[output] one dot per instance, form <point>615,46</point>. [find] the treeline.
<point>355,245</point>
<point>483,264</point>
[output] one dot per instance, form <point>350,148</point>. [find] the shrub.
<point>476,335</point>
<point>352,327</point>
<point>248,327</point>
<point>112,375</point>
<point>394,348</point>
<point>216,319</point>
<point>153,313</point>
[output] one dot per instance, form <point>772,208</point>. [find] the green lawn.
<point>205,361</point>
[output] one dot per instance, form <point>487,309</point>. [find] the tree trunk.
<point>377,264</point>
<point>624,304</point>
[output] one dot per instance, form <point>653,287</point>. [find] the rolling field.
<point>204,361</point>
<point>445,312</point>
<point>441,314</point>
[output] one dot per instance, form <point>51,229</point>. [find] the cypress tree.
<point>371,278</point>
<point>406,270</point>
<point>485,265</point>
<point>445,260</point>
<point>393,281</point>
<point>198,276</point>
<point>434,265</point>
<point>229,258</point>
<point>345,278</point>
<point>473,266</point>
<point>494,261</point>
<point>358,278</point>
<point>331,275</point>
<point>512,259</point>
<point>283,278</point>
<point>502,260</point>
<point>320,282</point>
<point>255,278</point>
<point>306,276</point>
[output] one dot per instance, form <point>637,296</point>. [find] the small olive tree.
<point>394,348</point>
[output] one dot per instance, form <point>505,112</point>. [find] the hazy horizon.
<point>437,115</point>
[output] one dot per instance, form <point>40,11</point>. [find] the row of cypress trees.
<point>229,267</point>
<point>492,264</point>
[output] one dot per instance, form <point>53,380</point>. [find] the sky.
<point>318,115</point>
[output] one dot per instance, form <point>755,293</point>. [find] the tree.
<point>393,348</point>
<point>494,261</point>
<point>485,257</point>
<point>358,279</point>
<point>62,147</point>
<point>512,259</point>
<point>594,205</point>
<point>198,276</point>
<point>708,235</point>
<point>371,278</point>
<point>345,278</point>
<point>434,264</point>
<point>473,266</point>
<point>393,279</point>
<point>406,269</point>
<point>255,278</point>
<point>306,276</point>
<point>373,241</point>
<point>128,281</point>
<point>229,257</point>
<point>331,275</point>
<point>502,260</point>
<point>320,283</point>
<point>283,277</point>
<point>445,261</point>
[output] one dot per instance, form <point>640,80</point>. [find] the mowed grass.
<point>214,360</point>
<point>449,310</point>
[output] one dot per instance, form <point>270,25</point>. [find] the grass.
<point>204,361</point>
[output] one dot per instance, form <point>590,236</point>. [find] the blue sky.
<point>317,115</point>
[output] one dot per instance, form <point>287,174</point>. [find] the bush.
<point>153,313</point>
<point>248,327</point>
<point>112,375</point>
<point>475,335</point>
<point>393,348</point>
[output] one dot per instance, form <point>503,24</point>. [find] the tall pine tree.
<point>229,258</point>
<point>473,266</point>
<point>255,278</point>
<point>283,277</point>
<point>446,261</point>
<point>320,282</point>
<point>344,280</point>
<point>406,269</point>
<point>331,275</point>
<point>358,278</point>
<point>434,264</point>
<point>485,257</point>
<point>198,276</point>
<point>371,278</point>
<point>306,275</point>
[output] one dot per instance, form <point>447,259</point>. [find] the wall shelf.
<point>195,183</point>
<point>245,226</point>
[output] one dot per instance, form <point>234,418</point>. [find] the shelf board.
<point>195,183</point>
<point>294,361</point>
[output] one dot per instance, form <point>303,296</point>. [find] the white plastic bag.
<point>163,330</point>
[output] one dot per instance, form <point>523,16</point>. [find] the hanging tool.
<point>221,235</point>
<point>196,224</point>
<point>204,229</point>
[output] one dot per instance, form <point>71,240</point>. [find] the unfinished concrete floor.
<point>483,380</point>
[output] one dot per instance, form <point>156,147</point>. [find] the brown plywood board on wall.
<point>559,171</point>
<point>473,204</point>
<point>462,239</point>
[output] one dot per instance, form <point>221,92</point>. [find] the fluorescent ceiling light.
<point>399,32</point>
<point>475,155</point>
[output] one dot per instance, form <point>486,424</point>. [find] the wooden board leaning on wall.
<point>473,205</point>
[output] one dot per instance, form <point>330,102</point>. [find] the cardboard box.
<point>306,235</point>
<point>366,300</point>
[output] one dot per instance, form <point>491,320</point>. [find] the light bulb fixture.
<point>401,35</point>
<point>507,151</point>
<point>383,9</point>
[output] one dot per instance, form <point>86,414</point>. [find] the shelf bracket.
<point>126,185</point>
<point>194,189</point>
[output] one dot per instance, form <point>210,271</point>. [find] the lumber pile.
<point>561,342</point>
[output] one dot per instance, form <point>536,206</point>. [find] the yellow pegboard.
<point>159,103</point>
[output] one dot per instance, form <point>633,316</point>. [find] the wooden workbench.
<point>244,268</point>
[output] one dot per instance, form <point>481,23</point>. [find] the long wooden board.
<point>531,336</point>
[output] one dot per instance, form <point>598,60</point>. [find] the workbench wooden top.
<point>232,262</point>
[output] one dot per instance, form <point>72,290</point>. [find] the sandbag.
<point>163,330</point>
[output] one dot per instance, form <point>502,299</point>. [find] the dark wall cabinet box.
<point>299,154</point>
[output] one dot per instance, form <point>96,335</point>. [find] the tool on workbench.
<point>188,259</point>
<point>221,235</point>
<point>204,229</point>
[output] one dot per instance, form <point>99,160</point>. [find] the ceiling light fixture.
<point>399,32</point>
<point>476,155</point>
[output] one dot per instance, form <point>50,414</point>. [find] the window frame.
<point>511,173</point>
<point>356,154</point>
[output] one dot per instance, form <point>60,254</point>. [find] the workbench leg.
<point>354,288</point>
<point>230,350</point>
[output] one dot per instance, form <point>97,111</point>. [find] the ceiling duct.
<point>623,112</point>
━━━
Return the records above in their entirety, exactly as they appear.

Task response:
[output] one dot per instance, form <point>615,46</point>. [find] the treeline.
<point>355,245</point>
<point>483,264</point>
[output] one dot per instance, form <point>350,148</point>. [find] the shrub.
<point>476,335</point>
<point>352,327</point>
<point>248,327</point>
<point>112,375</point>
<point>394,348</point>
<point>216,319</point>
<point>153,313</point>
[output] one dot per instance, form <point>772,208</point>. [find] the green lawn.
<point>205,361</point>
[output] one dot per instance, form <point>487,309</point>. [find] the tree trunk.
<point>377,264</point>
<point>624,304</point>
[output] one dot per instance, form <point>653,287</point>. [find] the rolling field.
<point>204,361</point>
<point>445,312</point>
<point>441,314</point>
[output] one dot per instance, form <point>51,229</point>. [find] the cypress tree.
<point>371,278</point>
<point>406,270</point>
<point>485,265</point>
<point>445,260</point>
<point>393,281</point>
<point>198,276</point>
<point>434,265</point>
<point>229,258</point>
<point>345,278</point>
<point>473,266</point>
<point>494,261</point>
<point>358,278</point>
<point>331,275</point>
<point>512,259</point>
<point>283,278</point>
<point>502,260</point>
<point>320,282</point>
<point>255,278</point>
<point>306,276</point>
[output] one dot per instance, form <point>637,296</point>. [find] the small olive tree.
<point>394,348</point>
[output] one dot per instance, form <point>505,112</point>. [find] the hazy horizon.
<point>437,115</point>
[output] one dot per instance, form <point>40,11</point>. [find] the row of cypress trees.
<point>229,267</point>
<point>492,264</point>
[output] one dot per instance, form <point>53,380</point>. [find] the sky.
<point>318,115</point>
[output] one dot per instance, form <point>755,293</point>. [find] the tree.
<point>393,348</point>
<point>494,261</point>
<point>485,257</point>
<point>358,279</point>
<point>62,147</point>
<point>512,259</point>
<point>594,205</point>
<point>198,276</point>
<point>708,235</point>
<point>371,278</point>
<point>345,278</point>
<point>434,264</point>
<point>473,266</point>
<point>393,279</point>
<point>406,269</point>
<point>255,278</point>
<point>306,276</point>
<point>373,241</point>
<point>128,281</point>
<point>229,257</point>
<point>331,275</point>
<point>502,260</point>
<point>320,283</point>
<point>283,277</point>
<point>445,261</point>
[output] one dot per instance, form <point>640,80</point>. [find] the mowed grass.
<point>214,360</point>
<point>449,310</point>
[output] one dot per instance, form <point>270,25</point>. [find] the grass.
<point>204,361</point>
[output] one dot per instance, form <point>590,236</point>. [find] the blue sky.
<point>317,115</point>
[output] one dot per instance, form <point>287,174</point>. [find] the bush.
<point>153,313</point>
<point>248,327</point>
<point>112,375</point>
<point>475,335</point>
<point>393,348</point>
[output] one dot per instance, form <point>503,24</point>. [find] the tall pine tree.
<point>229,258</point>
<point>473,266</point>
<point>255,278</point>
<point>283,277</point>
<point>446,261</point>
<point>320,282</point>
<point>344,280</point>
<point>406,269</point>
<point>331,275</point>
<point>358,278</point>
<point>434,264</point>
<point>485,257</point>
<point>198,276</point>
<point>371,278</point>
<point>306,275</point>
[output] one dot per instance, form <point>447,259</point>. [find] the wall shelf.
<point>195,183</point>
<point>245,226</point>
[output] one dot per instance, form <point>234,418</point>. [find] the shelf board.
<point>195,183</point>
<point>294,361</point>
[output] one dot per instance, form <point>303,296</point>. [find] the white plastic bag.
<point>163,330</point>
[output] one dot per instance, form <point>523,16</point>. [find] the hanging tool.
<point>221,235</point>
<point>196,224</point>
<point>204,229</point>
[output] one dot per instance, form <point>71,240</point>. [find] the unfinished concrete floor.
<point>483,380</point>
[output] one dot per instance, form <point>156,147</point>. [find] the brown plywood board on wall.
<point>559,171</point>
<point>473,204</point>
<point>462,239</point>
[output] one dot per instance, form <point>221,92</point>. [find] the fluorescent ceiling light.
<point>399,32</point>
<point>475,155</point>
[output] one dot per instance, form <point>486,424</point>. [find] the wooden board leaning on wall.
<point>473,205</point>
[output] one dot per instance, form <point>330,102</point>. [find] the cardboard box.
<point>306,235</point>
<point>366,300</point>
[output] one dot per instance, form <point>491,320</point>. [find] the light bulb fixture.
<point>401,35</point>
<point>507,151</point>
<point>383,9</point>
[output] one dot per instance, form <point>86,414</point>. [find] the shelf bracket.
<point>126,185</point>
<point>194,189</point>
[output] one dot per instance, form <point>210,271</point>. [find] the lumber pile.
<point>561,342</point>
[output] one dot per instance, form <point>536,206</point>. [find] the yellow pegboard.
<point>159,103</point>
[output] one dot per instance, form <point>633,316</point>. [find] the wooden workbench.
<point>244,268</point>
[output] one dot per instance, form <point>481,23</point>. [find] the long wooden board.
<point>531,336</point>
[output] one dot per instance, form <point>598,60</point>. [find] the workbench wooden top.
<point>232,262</point>
[output] one dot per instance, form <point>72,290</point>. [find] the sandbag.
<point>163,330</point>
[output] one dot per instance, form <point>502,299</point>. [find] the dark wall cabinet box.
<point>299,154</point>
[output] one dot per instance, form <point>96,335</point>. [find] the tool on workbench.
<point>188,259</point>
<point>221,235</point>
<point>204,229</point>
[output] one dot per instance, form <point>99,160</point>. [find] the ceiling light fixture.
<point>399,32</point>
<point>476,155</point>
[output] one dot per instance, form <point>50,414</point>. [find] the window frame.
<point>511,173</point>
<point>356,154</point>
[output] one dot per instance, form <point>60,254</point>. [find] the workbench leg.
<point>354,288</point>
<point>230,350</point>
[output] one dot per instance, form <point>97,111</point>. [find] the ceiling duct.
<point>623,112</point>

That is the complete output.